## Kaynaktan Alıntı:

···

Amerikan siyaset tarihinde üçüncü parti denemeleri hep oldu: Ross Perot’un Reform Partisi, Ralph Nader’ın Yeşiller Hareketi, Howard Schultz’un bağımsız girişimi… Ancak hepsi sürdürülebilirlik, ideolojik netlik ve taban örgütlenmesi açısından başarısız oldu. Musk’ın da aynı açmazlarla karşılaşma ihtimali yüksek. Çünkü onun gücü dikkat çekmekte ve sistem bozmakta, uzlaşı ya da koalisyon kurmakta değil. Andrew Yang’ın kurduğu Forward Party bu girişime sıcak baksa da, iki hareketin değer setleri oldukça farklı. Yang kurumsal reformları savunuyor; Musk ise doğrudan sistemi bypass etmek istiyor. Biri siyasetçi, diğeri disruptor.
TEKNOLOJİ MARKASI MI SİYASİ PARTİ Mİ?

···

## Yapılacak Görevler:
(1) Yukarıdaki alıntıda adı geçen kişileri, metinde ilk geçtikleri sırayla yaz.
(2) Alıntının "Amerikan siyaset tarihinde" ifadesinden "SİYASİ PARTİ Mİ?" ifadesine kadar olan kısmını birebir kopyala.

···

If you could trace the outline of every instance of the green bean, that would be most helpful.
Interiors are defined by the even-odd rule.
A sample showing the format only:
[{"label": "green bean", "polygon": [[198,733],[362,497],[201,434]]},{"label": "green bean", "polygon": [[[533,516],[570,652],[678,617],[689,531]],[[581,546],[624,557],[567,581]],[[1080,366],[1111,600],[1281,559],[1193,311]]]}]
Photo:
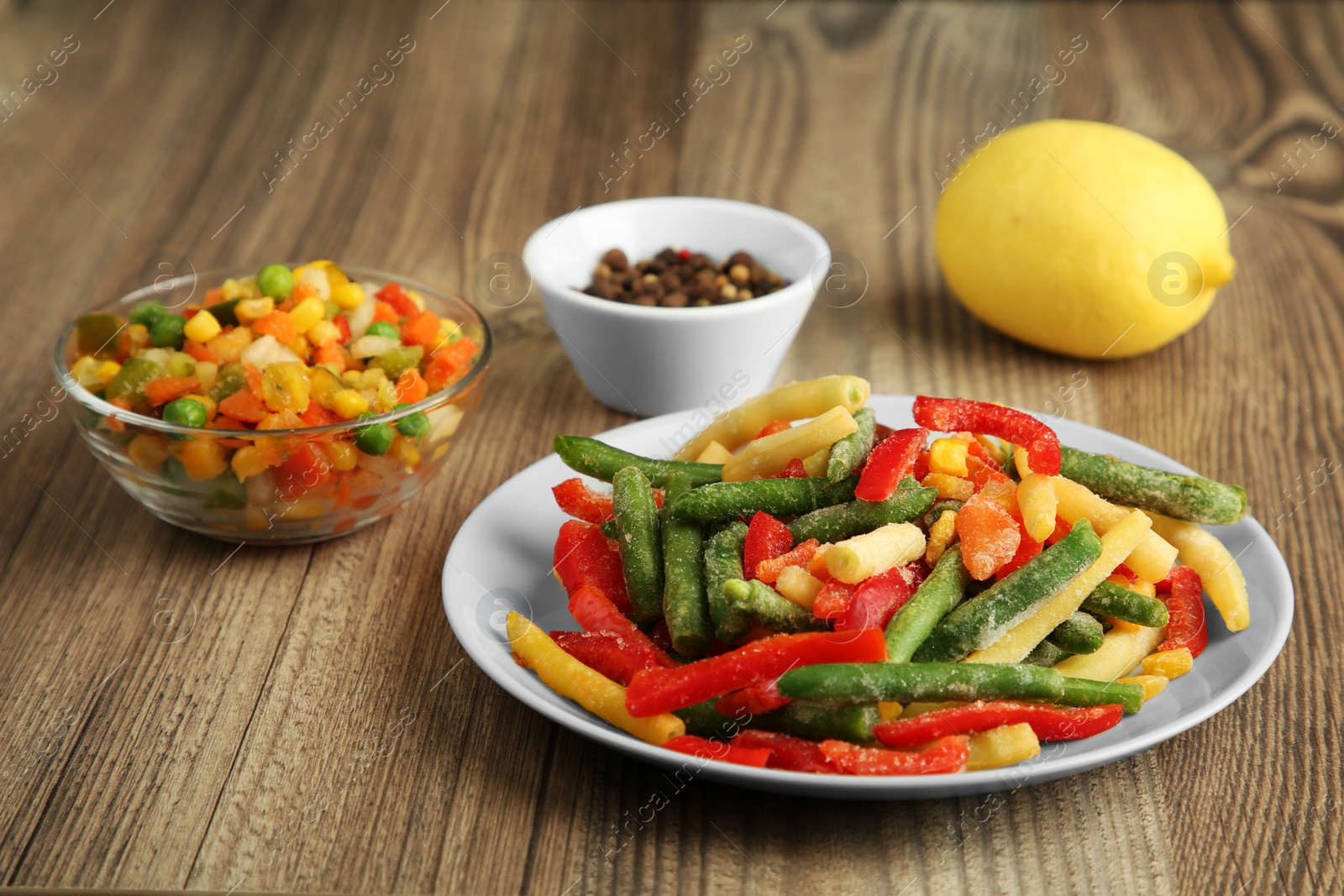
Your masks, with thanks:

···

## Yazılı Yanıtlar:
(1) Ross Perot, Ralph Nader, Howard Schultz, Musk, Andrew Yang

(2)
Amerikan siyaset tarihinde üçüncü parti denemeleri hep oldu: Ross Perot’un Reform Partisi, Ralph Nader’ın Yeşiller Hareketi, Howard Schultz’un bağımsız girişimi… Ancak hepsi sürdürülebilirlik, ideolojik netlik ve taban örgütlenmesi açısından başarısız oldu. Musk’ın da aynı açmazlarla karşılaşma ihtimali yüksek. Çünkü onun gücü dikkat çekmekte ve sistem bozmakta, uzlaşı ya da koalisyon kurmakta değil. Andrew Yang’ın kurduğu Forward Party bu girişime sıcak baksa da, iki hareketin değer setleri oldukça farklı. Yang kurumsal reformları savunuyor; Musk ise doğrudan sistemi bypass etmek istiyor. Biri siyasetçi, diğeri disruptor.
TEKNOLOJİ MARKASI MI SİYASİ PARTİ Mİ?